Return every line of the records below word for word, but leave out the pictures.

[Region labeling records]
☆ ☆ ☆ ☆ ☆

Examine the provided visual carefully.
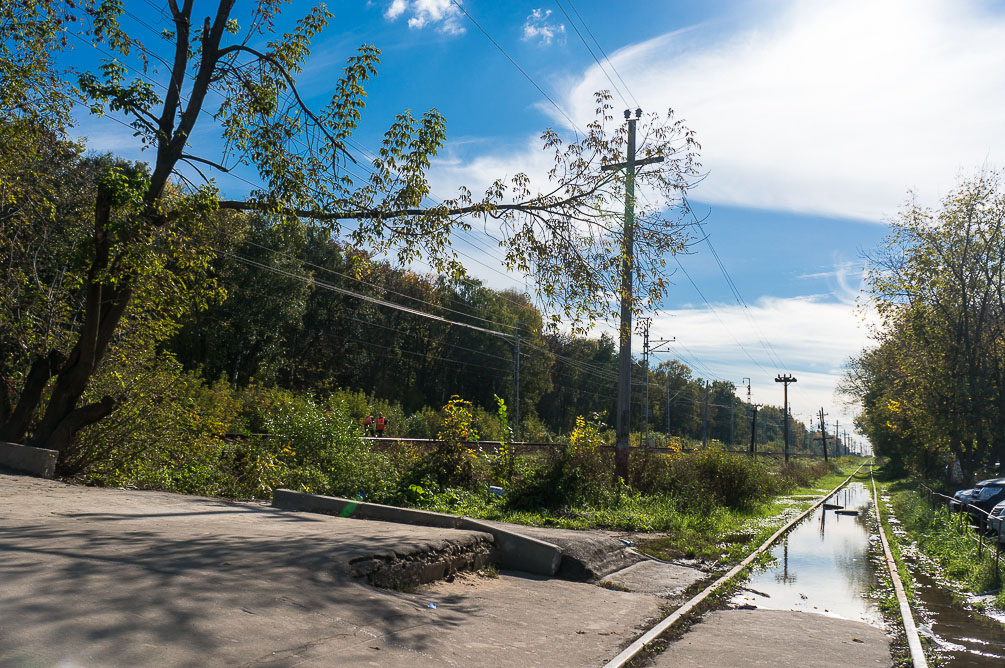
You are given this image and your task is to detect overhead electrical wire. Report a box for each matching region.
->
[82,7,791,417]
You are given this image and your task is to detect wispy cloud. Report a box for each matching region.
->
[521,9,565,46]
[557,0,1005,221]
[384,0,464,35]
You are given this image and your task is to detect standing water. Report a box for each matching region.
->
[733,482,882,627]
[733,482,1005,668]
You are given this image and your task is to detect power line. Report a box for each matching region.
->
[566,0,641,108]
[450,0,587,140]
[555,0,638,107]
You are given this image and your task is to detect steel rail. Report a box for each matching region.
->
[604,463,865,668]
[869,469,929,668]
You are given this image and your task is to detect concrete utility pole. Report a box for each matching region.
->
[503,327,520,441]
[820,406,828,461]
[600,108,663,479]
[642,317,652,447]
[730,395,737,448]
[701,381,709,448]
[775,374,796,461]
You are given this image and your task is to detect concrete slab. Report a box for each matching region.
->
[653,610,891,668]
[481,521,643,581]
[272,489,562,576]
[272,489,642,580]
[0,475,661,668]
[0,442,59,478]
[604,562,713,600]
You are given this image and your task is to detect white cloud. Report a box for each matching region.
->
[559,0,1005,221]
[521,9,565,46]
[632,295,874,433]
[384,0,464,35]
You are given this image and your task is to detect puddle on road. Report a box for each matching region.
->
[732,482,1005,668]
[733,482,882,627]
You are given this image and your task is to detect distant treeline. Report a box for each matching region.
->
[166,217,824,449]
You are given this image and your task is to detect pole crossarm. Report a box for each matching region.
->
[600,156,665,172]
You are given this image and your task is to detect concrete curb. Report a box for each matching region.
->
[869,468,929,668]
[272,489,562,577]
[0,442,59,479]
[604,464,865,668]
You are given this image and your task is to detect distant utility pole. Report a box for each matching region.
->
[600,108,663,479]
[820,406,828,461]
[503,326,520,441]
[740,378,751,450]
[701,381,709,448]
[642,317,674,447]
[730,395,737,448]
[775,374,796,461]
[641,317,652,447]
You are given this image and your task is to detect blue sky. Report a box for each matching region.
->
[64,0,1005,448]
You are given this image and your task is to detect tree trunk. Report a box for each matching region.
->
[0,351,62,443]
[18,194,133,452]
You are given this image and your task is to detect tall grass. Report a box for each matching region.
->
[890,489,1005,605]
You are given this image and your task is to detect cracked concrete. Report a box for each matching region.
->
[0,474,663,668]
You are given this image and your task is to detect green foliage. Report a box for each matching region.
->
[890,489,1005,600]
[844,172,1005,475]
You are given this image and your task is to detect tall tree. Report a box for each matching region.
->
[0,0,698,450]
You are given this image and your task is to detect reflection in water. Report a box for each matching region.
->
[734,483,881,626]
[733,482,1005,668]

☆ ☆ ☆ ☆ ☆

**Answer for the task**:
Examine the provided visual carefully.
You are given this image and your task is to detect overhead electrical wire. Report a box for each matching region.
->
[82,7,791,417]
You are given this image and your task is to detect wispy cloud. Report a box for each matching region.
->
[521,9,565,46]
[557,0,1005,221]
[384,0,464,35]
You are given this image and your task is to detect standing water. Report a box for each matching region.
->
[733,482,882,627]
[733,482,1005,668]
You are given this image and your task is to detect power line. Report a box for each matching region.
->
[566,0,641,108]
[450,0,587,140]
[555,0,638,107]
You are given this image and your task is to detect steel rail. Report a box for each matching region.
->
[604,463,865,668]
[869,469,929,668]
You are given this image and your task is to detect concrete utility pole. Report a box for each matching region.
->
[503,327,520,441]
[820,406,828,461]
[600,108,663,479]
[642,317,652,447]
[730,395,737,448]
[701,381,709,448]
[775,374,796,461]
You are given this image and your task is to detect concrete slab. Report a box for each matching region.
->
[653,610,891,668]
[481,521,643,581]
[272,489,562,576]
[272,489,642,580]
[0,475,661,668]
[0,442,59,478]
[604,562,713,600]
You are given this image and your task is to detect white cloud. Report a box for each matching region.
->
[559,0,1005,221]
[521,9,565,46]
[632,295,874,433]
[384,0,464,35]
You are given this image and your task is to detect puddle on road. Report a box for each matching region.
->
[732,482,1005,668]
[733,482,882,627]
You are given this image and your task is to detect distant treeline. Report a box for each matching region.
->
[166,217,824,449]
You are given this image and your task is to detect pole crossarm. Report a box for each matching region.
->
[600,156,665,172]
You are given this image and your task is to detect concrete curb. Report a box for each matching region.
->
[869,468,929,668]
[272,489,562,577]
[0,442,59,479]
[604,464,865,668]
You are given this image and your task is to detect distant utility pole. Report a box for each matching region.
->
[600,108,663,479]
[820,406,828,461]
[503,326,520,441]
[740,378,751,450]
[701,381,709,448]
[642,317,674,447]
[730,395,737,448]
[775,374,796,461]
[641,317,652,447]
You are given this image and your task is to detect blue sky. Report a box for each matching region.
->
[64,0,1005,448]
You are given this image and your task is to detect tree trunk. Report a box for each matching region.
->
[0,351,62,443]
[18,194,133,452]
You are given this image and your task is to detect tall grass. Report a box for each matching region.
->
[890,489,1005,605]
You are given this image and your task is to detect cracked concrete. Report a box for each matching region.
->
[0,474,663,668]
You are given this image and your task is to detect green foliage. Report a box for each matching region.
->
[890,489,1005,600]
[844,172,1005,475]
You are given this image and your task is to detect tall tree. Report a box for each matching region.
->
[0,0,698,450]
You are given this image and your task is to detect reflection in water. Report a box for each matching region.
->
[734,483,881,626]
[733,482,1005,668]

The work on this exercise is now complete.